#### [SOURCE MATERIAL]

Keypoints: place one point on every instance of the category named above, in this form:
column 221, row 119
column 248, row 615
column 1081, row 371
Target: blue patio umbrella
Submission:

#### [EXERCISE OBJECTIVE]
All entries above must be reproduced without a single change.

#### [ANSWER AREA]
Keypoints: place one point on every instance of the category named above, in this form:
column 221, row 119
column 248, row 615
column 1081, row 371
Target: blue patio umbrella
Submission:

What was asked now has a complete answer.